___ TEXT
- Developer: Rage Software
- Publisher: Microsoft
- Designer: Tony McCabe
- Platform: Windows
- Release: UK: August 27, 1999; NA: December 3, 1999;
- Genre: Sports
- Modes: Single-player, multiplayer

= Microsoft International Soccer 2000 =

1999 video game

Microsoft International Soccer 2000 is a sports game developed by Rage Software and published by Microsoft. It was released in 1999 for Windows. The player takes the role of manager of an international football team in a competition such as the FIFA World Cup or UEFA European Football Championship. The game was developed in conjunction with several football coaches, and released in the United States for $20. Reception of the game was generally positive. Its graphics were rated highest, though reviewers also enjoyed the simplicity of play. However, gameplay aspects such as AI earned a mixed response.

==Gameplay==
The game contains nine different modes, split into three categories: friendlies, leagues and competitions. Friendly games are non-competitive, leagues provide round-robin and knockout events, while the competitions category contains a variety of competitions such as the FIFA World Cup or UEFA European Football Championship.

Each team has a set lineup, which can be altered by the player. As Rage did not acquire a license from FIFA, footballer names used are fictitious by default. They can be adjusted, as can team outfits, by the player. Footballers can perform all actions common on a football field, such as dribbling, passing, headering, one touch actions doing, and even bicycle kicking. In the US version, commentary is provided by Jonathan Pearce and Ron Atkinson.
______
EXERCISE 1: Can you give part of the soccer game text again with "fictitious" replaced by "invented"? Begin at the words "Each team has" and stop after "and Ron Atkinson.".
EXERCISE 2: How would the text on Microsoft International Soccer 2000 go on from its last sentence? Write the next part.
The material that comes next has nothing to do with the soccer game text.
___ MATERIAL SUPPLIED
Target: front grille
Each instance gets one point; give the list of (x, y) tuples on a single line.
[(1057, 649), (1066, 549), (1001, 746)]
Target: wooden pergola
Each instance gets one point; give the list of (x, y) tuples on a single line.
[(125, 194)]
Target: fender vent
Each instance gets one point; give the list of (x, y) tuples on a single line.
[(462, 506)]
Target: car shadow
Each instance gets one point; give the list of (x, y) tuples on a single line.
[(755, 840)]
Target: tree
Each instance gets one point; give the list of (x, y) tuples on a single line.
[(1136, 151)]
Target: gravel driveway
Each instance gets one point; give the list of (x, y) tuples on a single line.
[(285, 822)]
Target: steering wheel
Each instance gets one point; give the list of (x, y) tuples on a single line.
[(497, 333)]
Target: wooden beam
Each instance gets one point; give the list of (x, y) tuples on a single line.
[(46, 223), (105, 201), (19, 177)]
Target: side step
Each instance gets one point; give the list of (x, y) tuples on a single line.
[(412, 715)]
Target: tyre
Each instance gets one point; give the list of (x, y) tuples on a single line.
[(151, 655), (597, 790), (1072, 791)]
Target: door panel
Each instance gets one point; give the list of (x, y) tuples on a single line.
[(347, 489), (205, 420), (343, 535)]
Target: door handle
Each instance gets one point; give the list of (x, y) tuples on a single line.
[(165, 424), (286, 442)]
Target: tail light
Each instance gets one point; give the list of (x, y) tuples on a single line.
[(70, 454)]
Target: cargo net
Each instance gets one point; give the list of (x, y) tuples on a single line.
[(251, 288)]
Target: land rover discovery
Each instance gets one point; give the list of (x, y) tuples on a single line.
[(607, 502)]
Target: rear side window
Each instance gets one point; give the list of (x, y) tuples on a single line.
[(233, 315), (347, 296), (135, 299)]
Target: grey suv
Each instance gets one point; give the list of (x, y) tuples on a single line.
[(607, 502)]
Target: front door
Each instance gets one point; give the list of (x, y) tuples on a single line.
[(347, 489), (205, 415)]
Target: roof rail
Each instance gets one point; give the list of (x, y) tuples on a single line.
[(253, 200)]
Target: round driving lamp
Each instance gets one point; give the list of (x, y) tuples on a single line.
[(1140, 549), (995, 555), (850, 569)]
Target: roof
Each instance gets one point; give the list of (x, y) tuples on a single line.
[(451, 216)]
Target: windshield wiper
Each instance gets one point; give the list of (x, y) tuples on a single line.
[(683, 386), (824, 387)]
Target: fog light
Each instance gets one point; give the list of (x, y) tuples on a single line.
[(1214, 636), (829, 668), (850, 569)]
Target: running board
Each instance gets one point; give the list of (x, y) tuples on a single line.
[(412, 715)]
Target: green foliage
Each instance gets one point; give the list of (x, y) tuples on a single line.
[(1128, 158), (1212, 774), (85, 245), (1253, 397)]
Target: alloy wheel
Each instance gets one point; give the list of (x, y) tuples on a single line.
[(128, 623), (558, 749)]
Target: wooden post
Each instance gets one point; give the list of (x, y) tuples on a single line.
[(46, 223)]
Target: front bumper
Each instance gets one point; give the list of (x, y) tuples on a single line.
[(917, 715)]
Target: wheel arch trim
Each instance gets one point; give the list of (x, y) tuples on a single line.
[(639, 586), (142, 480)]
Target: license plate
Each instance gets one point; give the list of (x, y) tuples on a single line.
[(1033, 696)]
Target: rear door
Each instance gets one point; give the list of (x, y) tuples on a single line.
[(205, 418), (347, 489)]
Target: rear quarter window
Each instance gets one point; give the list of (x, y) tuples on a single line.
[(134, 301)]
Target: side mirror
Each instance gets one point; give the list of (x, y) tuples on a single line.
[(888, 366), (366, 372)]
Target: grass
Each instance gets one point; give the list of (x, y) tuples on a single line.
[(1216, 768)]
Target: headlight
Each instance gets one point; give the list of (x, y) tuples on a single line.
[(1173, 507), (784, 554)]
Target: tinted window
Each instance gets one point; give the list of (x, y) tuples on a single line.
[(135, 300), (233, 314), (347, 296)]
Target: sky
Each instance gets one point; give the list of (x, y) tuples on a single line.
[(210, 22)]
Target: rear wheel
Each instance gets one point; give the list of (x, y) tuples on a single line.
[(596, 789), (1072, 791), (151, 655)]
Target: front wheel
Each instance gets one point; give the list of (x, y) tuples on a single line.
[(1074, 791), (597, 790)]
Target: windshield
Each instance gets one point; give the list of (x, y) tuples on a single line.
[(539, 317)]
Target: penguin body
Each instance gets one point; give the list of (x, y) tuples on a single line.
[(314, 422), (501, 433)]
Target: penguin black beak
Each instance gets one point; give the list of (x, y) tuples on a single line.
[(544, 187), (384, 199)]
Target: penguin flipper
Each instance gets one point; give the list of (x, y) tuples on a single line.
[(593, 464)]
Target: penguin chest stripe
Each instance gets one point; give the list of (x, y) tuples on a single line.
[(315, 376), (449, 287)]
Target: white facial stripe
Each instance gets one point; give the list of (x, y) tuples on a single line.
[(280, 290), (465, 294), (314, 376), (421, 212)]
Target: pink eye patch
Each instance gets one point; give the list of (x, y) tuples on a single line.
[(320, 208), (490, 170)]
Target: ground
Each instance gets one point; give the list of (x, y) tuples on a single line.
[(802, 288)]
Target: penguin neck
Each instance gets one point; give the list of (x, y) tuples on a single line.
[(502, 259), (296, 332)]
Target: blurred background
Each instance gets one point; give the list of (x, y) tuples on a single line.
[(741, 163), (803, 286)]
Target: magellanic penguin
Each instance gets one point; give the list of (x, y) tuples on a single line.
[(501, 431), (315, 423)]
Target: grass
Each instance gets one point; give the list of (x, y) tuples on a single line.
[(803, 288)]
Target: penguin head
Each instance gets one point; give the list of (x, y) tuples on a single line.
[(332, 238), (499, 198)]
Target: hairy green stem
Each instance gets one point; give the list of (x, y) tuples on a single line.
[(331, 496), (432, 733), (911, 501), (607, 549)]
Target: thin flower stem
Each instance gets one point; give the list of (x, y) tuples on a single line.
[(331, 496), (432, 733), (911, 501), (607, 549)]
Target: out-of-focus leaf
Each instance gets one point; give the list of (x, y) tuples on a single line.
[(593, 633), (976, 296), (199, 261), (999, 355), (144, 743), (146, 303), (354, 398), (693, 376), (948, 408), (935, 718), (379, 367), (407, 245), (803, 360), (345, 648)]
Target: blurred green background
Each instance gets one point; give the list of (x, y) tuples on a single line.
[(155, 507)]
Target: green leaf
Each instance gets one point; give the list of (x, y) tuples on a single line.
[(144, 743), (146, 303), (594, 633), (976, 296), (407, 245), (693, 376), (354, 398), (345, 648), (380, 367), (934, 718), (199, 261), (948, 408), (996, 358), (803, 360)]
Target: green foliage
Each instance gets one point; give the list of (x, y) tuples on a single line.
______
REPLY 1:
Each team has a set lineup, which can be altered by the player. As Rage did not acquire a license from FIFA, footballer names used are invented by default. They can be adjusted, as can team outfits, by the player. Footballers can perform all actions common on a football field, such as dribbling, passing, headering, one touch actions doing, and even bicycle kicking. In the US version, commentary is provided by Jonathan Pearce and Ron Atkinson.

REPLY 2:
Performing an illegal action can result in a foul being committed; it is possible but rare for a footballer to receive a yellow or red card. Slide tackles are most likely to draw a foul, while the steal technique rarely results in an infringement.

==Development==
Microsoft recruited several English coaches to assist in the development game. They helped Rage develop the AI to use tactics and strategies used in real football. The game was released in the United States for $20.

==Reception==

Reception of Microsoft International Soccer 2000 was generally positive.

IGNs Uros Jojic said that the game's design was not unique, and was generally similar to most other games of the genre, with "Classic Matches" the only exception. He complained that the game included no clubs, due to the lack of a FIFA license. Sports Gaming Network's Eric Dysinger agreed that the game's interface was simple but effective. Allgame's Nick Woods said that the controls were generally easy to learn, but that it was a times difficult to select the footballer the player wishes to control—he said it was possible to adjust to the controls, "but it's not an intuitive or easy task".

The game's graphics were rated highly by reviewers. IGN said the sky textures were beautiful and "the grass textures of the pitch look extremely realistic". However, reviewer Jojic was less receptive of other features such as the stadium and crowd effects, which he said sometimes lacked detail. He also said the game's animations were "a mixed bag". Dysinger said the background graphics were of a high quality, stating the game presents "the best fields and stadiums to play in". PC Zone's review was more positive; it said Microsoft International Soccer 2000 is "arguably ... the best looking of the current crop of football games". Audio, however, was not rated as highly. The commentary had a mediocre reception—PC Zone wrote that "Ron Atkinson ... sounds as if he is reading from a script", while Sports Gaming Network complained that "frequently the announcers were broadcasting the play by play when the play was already over". IGN, while approving of the commentary, said the music was "weak and uninspiring", while Dysinger said it was good, but repetitive.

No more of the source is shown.